Provided data
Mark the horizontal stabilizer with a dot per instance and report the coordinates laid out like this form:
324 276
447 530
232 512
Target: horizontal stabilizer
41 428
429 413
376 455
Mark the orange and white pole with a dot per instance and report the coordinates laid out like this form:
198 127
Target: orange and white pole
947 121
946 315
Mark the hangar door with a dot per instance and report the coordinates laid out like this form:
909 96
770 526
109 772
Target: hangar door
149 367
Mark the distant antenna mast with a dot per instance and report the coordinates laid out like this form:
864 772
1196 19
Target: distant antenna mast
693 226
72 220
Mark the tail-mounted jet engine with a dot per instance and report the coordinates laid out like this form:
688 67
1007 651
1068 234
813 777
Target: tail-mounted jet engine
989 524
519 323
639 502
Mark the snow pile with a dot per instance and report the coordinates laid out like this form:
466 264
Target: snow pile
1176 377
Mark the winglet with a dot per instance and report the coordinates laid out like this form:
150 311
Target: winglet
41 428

* * *

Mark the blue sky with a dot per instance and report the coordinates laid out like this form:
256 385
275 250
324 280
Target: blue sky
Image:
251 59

---

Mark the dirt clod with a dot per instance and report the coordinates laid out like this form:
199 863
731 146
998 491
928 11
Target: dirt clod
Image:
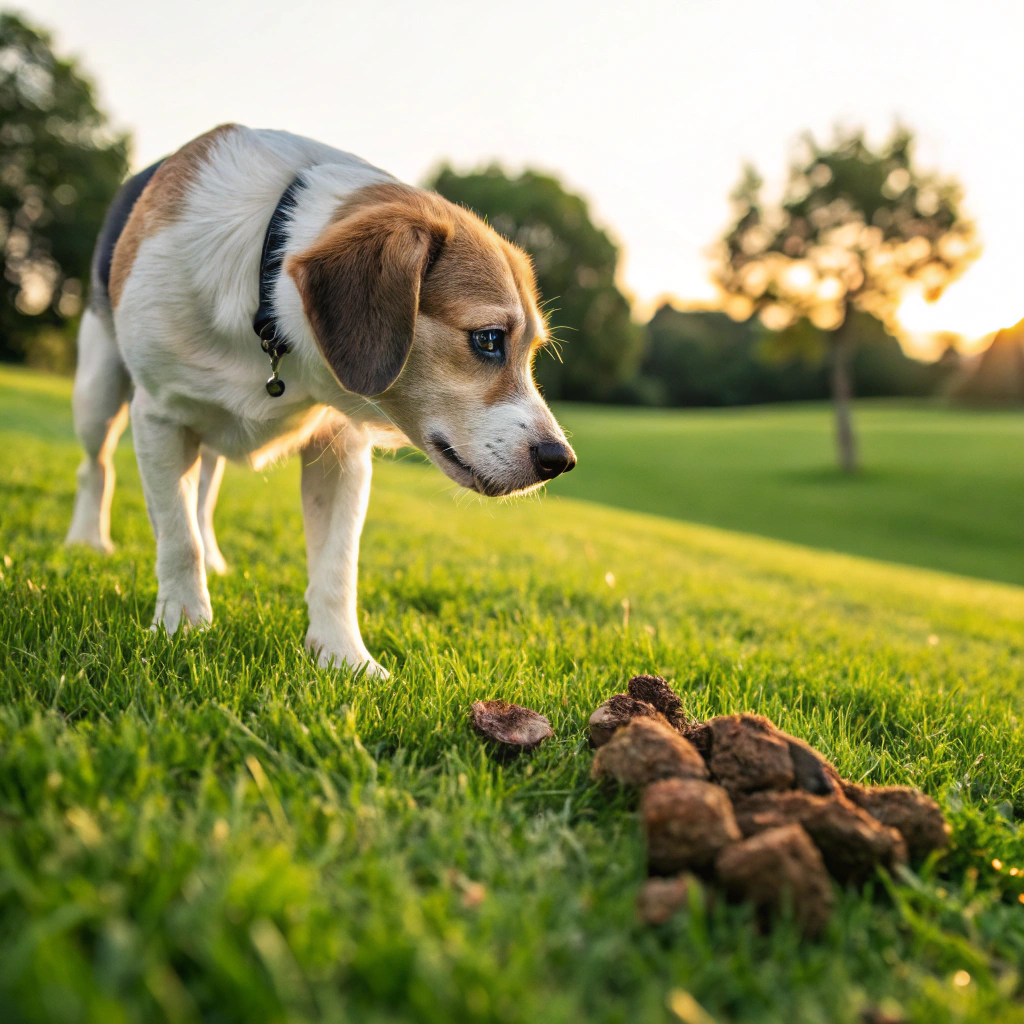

Work instruction
In the entries above, find each line that includes the string "like" and copy it.

The completed task
Mark the horizontal stabilizer with a dot per instance and report the coordinates laid out like this form:
Mark the orange and white pole with a dot per instance and report the coordinates laid out like this form:
Mark the hangar door with a dot per instance and report the coordinates laid out like this form:
Mark the distant antenna mast with a dot per instance and report the coordinates laid out like this form:
Mark the tail-mounted jet engine with a dot per instance and report the coordinates laid out like this form:
Mark the snow pile with a dot per instance and report the coordinates laid out like this form:
Mark the winglet with a dot per instance and report the coordinates laid out like this form:
Mark the blue sky with a dot per instance and report the coordinates laid out like this form:
Mark the dirt clod with a dot per instance and report the coordinates laid out like this form:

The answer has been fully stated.